■ **Written instruction**
Please print every line from the one containing "Find every instance of the red hair" through the last line of the records below, exactly as written and nothing more.

--------------------

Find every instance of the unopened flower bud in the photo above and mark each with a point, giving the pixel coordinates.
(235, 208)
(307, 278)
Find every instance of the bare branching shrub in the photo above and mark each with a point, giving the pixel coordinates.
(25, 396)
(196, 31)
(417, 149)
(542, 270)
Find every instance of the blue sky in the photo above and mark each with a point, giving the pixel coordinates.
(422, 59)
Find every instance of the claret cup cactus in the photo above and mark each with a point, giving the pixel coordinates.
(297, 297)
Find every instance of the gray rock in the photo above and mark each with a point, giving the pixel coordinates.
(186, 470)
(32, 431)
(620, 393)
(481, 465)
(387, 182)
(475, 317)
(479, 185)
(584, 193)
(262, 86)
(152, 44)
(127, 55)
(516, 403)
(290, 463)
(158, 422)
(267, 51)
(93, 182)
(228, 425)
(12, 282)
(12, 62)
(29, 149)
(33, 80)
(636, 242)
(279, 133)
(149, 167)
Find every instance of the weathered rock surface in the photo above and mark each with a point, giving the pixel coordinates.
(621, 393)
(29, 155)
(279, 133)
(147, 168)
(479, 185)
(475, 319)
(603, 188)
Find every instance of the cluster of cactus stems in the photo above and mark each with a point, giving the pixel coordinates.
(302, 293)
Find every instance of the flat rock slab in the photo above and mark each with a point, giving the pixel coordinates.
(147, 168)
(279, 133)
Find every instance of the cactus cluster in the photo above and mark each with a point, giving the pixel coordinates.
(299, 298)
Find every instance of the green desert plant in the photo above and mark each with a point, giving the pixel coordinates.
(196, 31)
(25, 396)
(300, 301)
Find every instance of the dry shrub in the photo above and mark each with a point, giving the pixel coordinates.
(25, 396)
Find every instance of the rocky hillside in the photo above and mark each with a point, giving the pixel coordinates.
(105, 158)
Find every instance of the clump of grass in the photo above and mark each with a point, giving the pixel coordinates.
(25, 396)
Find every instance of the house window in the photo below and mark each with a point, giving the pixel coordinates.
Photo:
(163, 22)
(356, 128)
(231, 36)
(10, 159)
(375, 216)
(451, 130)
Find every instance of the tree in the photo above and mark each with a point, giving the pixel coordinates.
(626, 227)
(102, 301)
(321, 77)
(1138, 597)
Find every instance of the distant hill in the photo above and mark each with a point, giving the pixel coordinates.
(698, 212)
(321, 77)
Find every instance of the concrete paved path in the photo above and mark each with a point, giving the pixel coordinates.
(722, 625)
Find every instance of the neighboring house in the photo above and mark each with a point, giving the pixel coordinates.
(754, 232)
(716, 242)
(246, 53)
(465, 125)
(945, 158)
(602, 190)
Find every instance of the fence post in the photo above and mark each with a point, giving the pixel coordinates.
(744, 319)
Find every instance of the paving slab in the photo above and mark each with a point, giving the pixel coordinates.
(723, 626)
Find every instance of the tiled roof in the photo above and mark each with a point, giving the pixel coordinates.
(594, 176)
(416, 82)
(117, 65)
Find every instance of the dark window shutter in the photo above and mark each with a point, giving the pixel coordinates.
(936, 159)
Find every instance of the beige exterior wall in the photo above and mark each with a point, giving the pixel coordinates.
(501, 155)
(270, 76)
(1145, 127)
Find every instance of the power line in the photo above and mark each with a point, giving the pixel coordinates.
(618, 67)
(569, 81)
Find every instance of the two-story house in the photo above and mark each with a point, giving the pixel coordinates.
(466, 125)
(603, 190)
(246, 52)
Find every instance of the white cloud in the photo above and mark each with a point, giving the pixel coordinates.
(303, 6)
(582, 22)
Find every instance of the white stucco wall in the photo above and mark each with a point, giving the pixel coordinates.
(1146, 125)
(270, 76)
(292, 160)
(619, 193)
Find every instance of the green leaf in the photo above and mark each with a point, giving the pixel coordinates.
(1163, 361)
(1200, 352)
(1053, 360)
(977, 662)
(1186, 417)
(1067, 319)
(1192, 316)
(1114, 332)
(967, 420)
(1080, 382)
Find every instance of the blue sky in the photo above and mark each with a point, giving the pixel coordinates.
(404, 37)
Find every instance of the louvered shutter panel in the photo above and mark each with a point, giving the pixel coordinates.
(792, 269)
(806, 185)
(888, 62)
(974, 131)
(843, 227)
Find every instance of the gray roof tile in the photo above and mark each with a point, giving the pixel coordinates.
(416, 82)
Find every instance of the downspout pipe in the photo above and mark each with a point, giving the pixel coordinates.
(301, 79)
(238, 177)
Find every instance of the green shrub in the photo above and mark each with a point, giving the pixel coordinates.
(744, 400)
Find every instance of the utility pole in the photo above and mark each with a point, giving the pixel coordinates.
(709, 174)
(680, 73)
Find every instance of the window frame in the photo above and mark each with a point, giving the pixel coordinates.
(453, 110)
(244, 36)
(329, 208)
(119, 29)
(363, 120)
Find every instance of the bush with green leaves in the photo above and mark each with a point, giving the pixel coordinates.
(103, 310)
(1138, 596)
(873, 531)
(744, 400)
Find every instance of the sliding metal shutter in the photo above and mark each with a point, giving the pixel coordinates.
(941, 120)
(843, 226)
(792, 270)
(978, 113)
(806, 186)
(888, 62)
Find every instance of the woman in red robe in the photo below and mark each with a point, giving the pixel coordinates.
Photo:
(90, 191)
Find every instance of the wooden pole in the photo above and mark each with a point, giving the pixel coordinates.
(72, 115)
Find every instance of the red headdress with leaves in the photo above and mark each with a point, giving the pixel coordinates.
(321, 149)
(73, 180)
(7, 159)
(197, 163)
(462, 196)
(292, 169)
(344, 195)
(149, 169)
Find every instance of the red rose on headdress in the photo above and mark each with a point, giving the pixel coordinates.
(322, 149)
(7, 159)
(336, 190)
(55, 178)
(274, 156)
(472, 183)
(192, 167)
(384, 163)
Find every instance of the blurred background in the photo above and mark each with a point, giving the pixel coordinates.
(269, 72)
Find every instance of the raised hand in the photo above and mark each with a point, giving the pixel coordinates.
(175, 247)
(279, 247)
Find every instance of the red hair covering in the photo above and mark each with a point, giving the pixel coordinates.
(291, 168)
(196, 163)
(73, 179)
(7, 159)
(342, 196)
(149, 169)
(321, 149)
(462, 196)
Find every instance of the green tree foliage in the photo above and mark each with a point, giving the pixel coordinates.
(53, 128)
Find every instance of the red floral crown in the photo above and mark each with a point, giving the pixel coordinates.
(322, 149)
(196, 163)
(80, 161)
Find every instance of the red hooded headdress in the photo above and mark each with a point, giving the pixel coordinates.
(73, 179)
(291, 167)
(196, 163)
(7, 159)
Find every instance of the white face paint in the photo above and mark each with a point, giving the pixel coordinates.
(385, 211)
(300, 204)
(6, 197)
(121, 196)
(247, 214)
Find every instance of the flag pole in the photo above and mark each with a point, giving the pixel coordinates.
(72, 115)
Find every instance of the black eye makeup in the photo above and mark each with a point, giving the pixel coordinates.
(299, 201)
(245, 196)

--------------------

■ **Exercise response**
Find every instance of the red hair covering in the photo above and mark each with a point, giving the pixel coordinates.
(291, 168)
(196, 163)
(73, 179)
(7, 159)
(342, 196)
(149, 169)
(321, 149)
(462, 196)
Find every instance of the green tree foliage in the photo above and mark each with a point, giving the pixel coordinates.
(53, 128)
Find every instance of the red floral crown in the photo above and mark each with a point, giving the pixel coordinates.
(322, 149)
(196, 163)
(80, 161)
Find every instance of the red hooded headdress in the photo above and mark each with a point, giving the pixel coordinates.
(73, 179)
(291, 167)
(196, 163)
(7, 159)
Find every instance of the white face paint in the photo above and mark each with a point, giving the pixel coordinates.
(385, 211)
(300, 204)
(6, 197)
(121, 196)
(247, 214)
Find every instance of the flag pole in the photo above and mark each with a point, giving the pixel coordinates.
(72, 115)
Find every instance of the black eye makeup in the photo above and mark each with a point, giving the pixel coordinates.
(299, 201)
(245, 196)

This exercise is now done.